● DATA IN THIS EXERCISE
++++++++++++++++++++
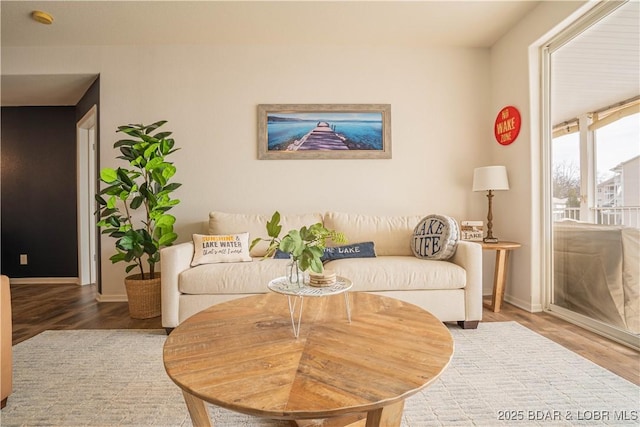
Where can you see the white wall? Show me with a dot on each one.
(444, 102)
(440, 109)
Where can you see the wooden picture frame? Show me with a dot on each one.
(324, 131)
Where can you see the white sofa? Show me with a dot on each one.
(451, 289)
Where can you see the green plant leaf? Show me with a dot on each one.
(108, 175)
(162, 135)
(167, 239)
(273, 226)
(154, 126)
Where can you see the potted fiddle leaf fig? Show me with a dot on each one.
(133, 210)
(304, 246)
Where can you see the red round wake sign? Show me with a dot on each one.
(507, 125)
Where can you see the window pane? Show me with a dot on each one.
(618, 171)
(566, 176)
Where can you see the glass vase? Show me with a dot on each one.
(293, 273)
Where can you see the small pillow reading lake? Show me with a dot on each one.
(435, 237)
(355, 250)
(211, 249)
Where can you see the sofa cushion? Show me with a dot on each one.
(231, 278)
(390, 234)
(399, 273)
(256, 225)
(209, 249)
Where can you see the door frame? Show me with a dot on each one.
(86, 162)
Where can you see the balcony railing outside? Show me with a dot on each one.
(628, 216)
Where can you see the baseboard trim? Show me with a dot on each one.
(111, 298)
(525, 305)
(44, 281)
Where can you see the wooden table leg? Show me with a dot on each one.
(499, 279)
(197, 410)
(387, 416)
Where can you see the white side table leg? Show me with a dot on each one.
(346, 301)
(292, 309)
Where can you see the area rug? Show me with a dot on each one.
(501, 374)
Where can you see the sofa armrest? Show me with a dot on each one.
(469, 256)
(174, 260)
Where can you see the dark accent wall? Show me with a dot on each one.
(38, 175)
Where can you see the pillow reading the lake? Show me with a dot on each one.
(355, 250)
(210, 249)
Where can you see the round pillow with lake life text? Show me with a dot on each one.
(435, 237)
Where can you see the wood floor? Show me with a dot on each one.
(37, 308)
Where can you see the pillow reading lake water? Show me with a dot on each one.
(210, 249)
(435, 237)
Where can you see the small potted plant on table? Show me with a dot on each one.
(304, 246)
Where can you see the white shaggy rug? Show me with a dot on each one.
(501, 374)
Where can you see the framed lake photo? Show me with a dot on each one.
(324, 131)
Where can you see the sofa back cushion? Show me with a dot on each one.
(390, 234)
(256, 225)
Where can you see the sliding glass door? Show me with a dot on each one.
(593, 159)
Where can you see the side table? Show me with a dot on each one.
(500, 274)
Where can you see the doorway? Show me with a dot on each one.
(86, 131)
(592, 158)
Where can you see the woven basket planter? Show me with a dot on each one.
(144, 296)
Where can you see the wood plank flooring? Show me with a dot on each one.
(37, 308)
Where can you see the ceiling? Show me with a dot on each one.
(602, 67)
(414, 23)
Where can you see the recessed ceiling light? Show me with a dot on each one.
(42, 17)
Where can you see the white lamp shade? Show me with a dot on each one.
(490, 178)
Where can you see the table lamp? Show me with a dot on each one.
(490, 179)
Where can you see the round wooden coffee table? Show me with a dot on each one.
(241, 355)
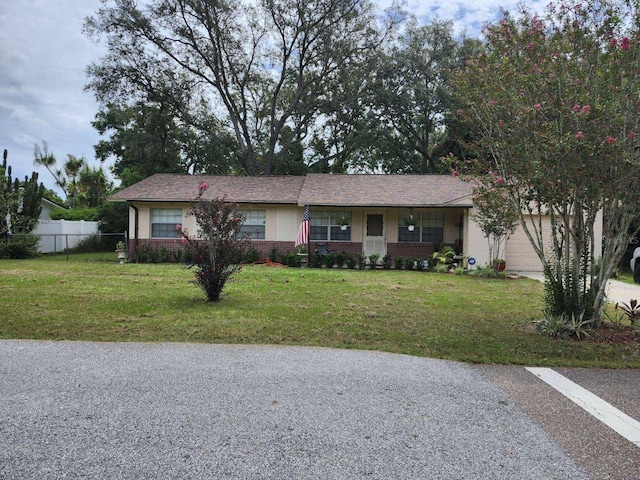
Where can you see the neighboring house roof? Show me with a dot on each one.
(313, 189)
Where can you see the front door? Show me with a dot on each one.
(374, 235)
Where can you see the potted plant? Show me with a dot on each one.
(121, 251)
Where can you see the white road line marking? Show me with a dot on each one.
(622, 423)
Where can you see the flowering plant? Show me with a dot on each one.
(217, 252)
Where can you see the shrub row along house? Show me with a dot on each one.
(399, 215)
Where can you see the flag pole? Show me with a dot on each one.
(309, 242)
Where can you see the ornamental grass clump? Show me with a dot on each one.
(218, 249)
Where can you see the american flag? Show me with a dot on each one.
(303, 231)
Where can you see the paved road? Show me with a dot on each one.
(120, 411)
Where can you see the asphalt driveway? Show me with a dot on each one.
++++++++++++++++++++
● TASK OBJECTIVE
Rewrite every line of the entries above as a numbered list, skipping any blank lines and leaving out the pictures.

● EXPECTED OUTPUT
1. Where can you see the white wall? Show me with a dot on each one.
2. (444, 102)
3. (440, 109)
4. Where can you see the wooden picture frame? Show me with a dot on each one.
5. (324, 131)
6. Where can you see the white sofa? Show me with a dot on each one.
7. (451, 289)
8. Where can you see the green plant leaf? Show me with a dot on each one.
9. (108, 175)
10. (162, 135)
11. (167, 239)
12. (273, 226)
13. (154, 126)
14. Where can you see the potted fiddle leaf fig? Show me with a dot on each one.
15. (133, 210)
16. (304, 246)
17. Where can you see the red round wake sign? Show me with a dot on each one.
18. (507, 125)
19. Where can you see the window pane? Show me with a dot on each one.
20. (618, 171)
21. (566, 176)
22. Where can you see the glass vase? Show me with a dot on each one.
23. (293, 273)
24. Where can you see the small pillow reading lake? Show me with a dot on each one.
25. (435, 237)
26. (355, 250)
27. (211, 249)
28. Where can you see the sofa cushion? Show me with a dot on each one.
29. (231, 278)
30. (390, 234)
31. (399, 273)
32. (256, 225)
33. (209, 249)
34. Where can you see the door frame? Show me with a dot on each one.
35. (86, 162)
36. Where can you see the balcony railing outside? Show me with a dot on each one.
37. (628, 216)
38. Where can you see the baseboard trim? Show me with a dot on each one.
39. (111, 298)
40. (525, 305)
41. (44, 281)
42. Where can you see the wooden table leg? Show me with a dot on each one.
43. (499, 279)
44. (197, 410)
45. (387, 416)
46. Where can you see the white side table leg? Show me with a dot on each one.
47. (346, 301)
48. (292, 309)
49. Where can you see the area rug? Show me with a dot on each one.
50. (501, 374)
51. Where can you see the sofa armrest? Show me with a dot on each one.
52. (469, 256)
53. (174, 260)
54. Where can you see the dark accent wall? Show me with a dot on each one.
55. (38, 175)
56. Where can you see the pillow reading the lake? Show me with a dot on each one.
57. (355, 250)
58. (210, 249)
59. Where can you see the round pillow with lake life text? Show me with a dot on each one.
60. (435, 237)
61. Where can you see the wood floor? Show me with a dot on each one.
62. (37, 308)
63. Where can you see the pillow reading lake water? Show me with a dot on each one.
64. (210, 249)
65. (435, 237)
66. Where can you see the small potted plant on table? Show me with a dot on each one.
67. (304, 246)
68. Where can you see the white shaggy rug? Show me with a dot on each one.
69. (501, 374)
70. Where can you see the framed lake photo? Show me with a dot on each one.
71. (324, 131)
72. Where can you see the sofa back cushion? Show me with a dot on each one.
73. (390, 234)
74. (256, 225)
75. Where can you see the sliding glass door? Show me with a dot on each one.
76. (593, 159)
77. Where can you see the side table? Show me with a dot on each one.
78. (500, 274)
79. Where can you see the doorway? Show me with a dot on each one.
80. (86, 131)
81. (592, 158)
82. Where can you see the woven basket planter? Show me with a dot on each one.
83. (144, 296)
84. Where can you see the wood plank flooring? Show me with a dot on each one.
85. (37, 308)
86. Where can you see the ceiling? Show me with a dot on each one.
87. (602, 67)
88. (414, 23)
89. Where can you see the recessed ceiling light? Show me with a dot on each one.
90. (42, 17)
91. Where can you see the white lamp shade? Show me with a dot on each one.
92. (490, 178)
93. Where can you see the table lamp? Show me with a dot on each one.
94. (490, 179)
95. Where can you see the round wooden coffee table? Show me with a dot on each one.
96. (241, 355)
97. Where can you see the neighboring house roof? Show me with a dot on each one.
98. (313, 189)
99. Where can you see the front door? Show me with a dot on each one.
100. (374, 235)
101. Where can you see the potted plant? Show me with a dot on each one.
102. (121, 251)
103. Where can you see the white road line marking? Show me with a dot on each one.
104. (622, 423)
105. Where can you see the flowering plant? Show me with a dot on each one.
106. (217, 252)
107. Where can you see the shrub row along house? Show me with a dot on each one.
108. (399, 215)
109. Where can you see the flag pole? Show me with a dot on each one.
110. (309, 242)
111. Where can you see the ornamental grass clump? Show me with a dot on each one.
112. (218, 249)
113. Where can you see the american flag? Show me with a dot on each one.
114. (303, 231)
115. Where can you see the paved road? Show me with a dot on each one.
116. (120, 411)
117. Where can you see the asphalt driveway? Show me with a dot on each one.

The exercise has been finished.